> Text passage
* * * * *
= Direct product =

Generalization of the Cartesian product

In mathematics, the direct product of a collection of algebraic structures (such as groups, rings, or vector spaces) is a structure of the same type constructed by combining the given structures in a specific way, described below. Its underlying set is the Cartesian product of the underlying sets of the given structures.

The direct sum of a collection of structures agrees with the direct product in some but not all cases.
A direct product is an example of a product in a category, whereas a direct sum is an example of a coproduct.

== Examples ==
- If $\R$ is thought of as the set of real numbers without further structure, the direct product $\R \times \R$ is just the Cartesian product $\{(x,y) : x,y \in \R\}.$
- If $\R$ is thought of as the group of real numbers under addition, the direct product $\R\times \R$ still has $\{(x,y) : x,y \in \R\}$ as its underlying set. The difference between this and the preceding examples is that $\R \times \R$ is now a group and so how to add their elements must also be stated. That is done by defining $(a,b) + (c,d) = (a+c, b+d).$
- If $\R$ is thought of as the ring of real numbers, the direct product $\R\times \R$ again has $\{(x,y) : x,y \in \R\}$ as its underlying set. The ring structure for $\R\times \R$ consists of addition defined by $(a,b) + (c,d) = (a+c, b+d)$ and multiplication defined by $(a,b) (c,d) = (ac, bd).$
- Although the ring $\R$ is a field, $\R \times \R$ is not because the nonzero element $(1,0)$ does not have a multiplicative inverse.
* * * * *
> Data
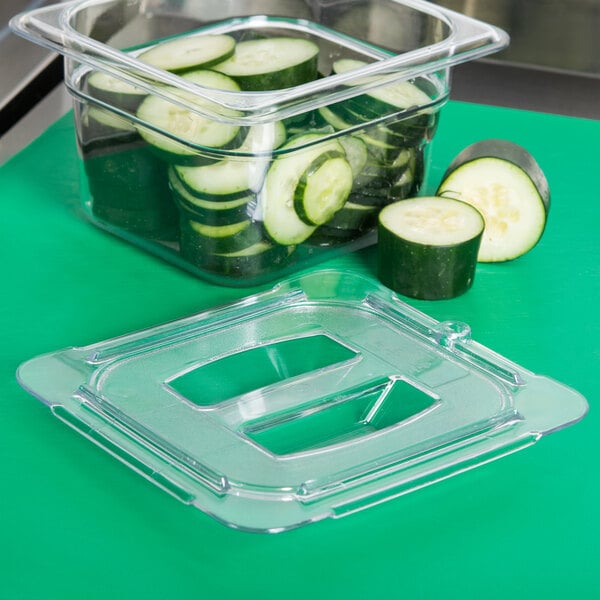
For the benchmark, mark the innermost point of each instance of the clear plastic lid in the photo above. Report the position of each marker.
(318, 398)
* * * * *
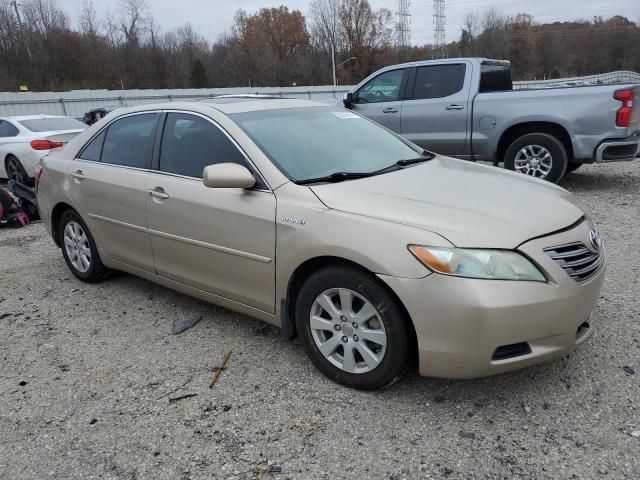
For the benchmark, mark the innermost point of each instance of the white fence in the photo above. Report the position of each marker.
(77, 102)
* * * * *
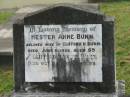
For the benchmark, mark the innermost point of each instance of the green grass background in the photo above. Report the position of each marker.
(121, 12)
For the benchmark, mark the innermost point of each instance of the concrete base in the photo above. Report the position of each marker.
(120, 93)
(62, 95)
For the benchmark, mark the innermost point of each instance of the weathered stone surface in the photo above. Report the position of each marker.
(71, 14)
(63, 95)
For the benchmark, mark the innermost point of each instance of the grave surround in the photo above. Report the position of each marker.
* * * * *
> Required work
a) Copy the passage of the direct product text from "The direct sum" to "of a coproduct.".
b) Which kinds of algebraic structures does the opening paragraph of the direct product text give as examples? List them all.
c) In the direct product text, which nonzero element of the product shows that it is not a field?

> Response list
a)
The direct sum of a collection of structures agrees with the direct product in some but not all cases.
A direct product is an example of a product in a category, whereas a direct sum is an example of a coproduct.

b)
- Groups
- Rings
- Vector spaces

c) The element (1,0), because it has no multiplicative inverse.